*** DATA FOR PROCESSING Section Begins ***

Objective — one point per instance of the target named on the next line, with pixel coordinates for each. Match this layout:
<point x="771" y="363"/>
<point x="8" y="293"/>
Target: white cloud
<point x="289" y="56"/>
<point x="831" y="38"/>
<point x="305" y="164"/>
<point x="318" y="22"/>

*** DATA FOR PROCESSING Section Ends ***

## TASK INSTRUCTIONS
Could you transcribe each entry exactly as it stands?

## FINAL ANSWER
Objective — one point per instance of the target named on the next line, with pixel coordinates for each. Match this layout:
<point x="771" y="363"/>
<point x="8" y="293"/>
Target: white cloud
<point x="289" y="56"/>
<point x="831" y="38"/>
<point x="305" y="164"/>
<point x="318" y="22"/>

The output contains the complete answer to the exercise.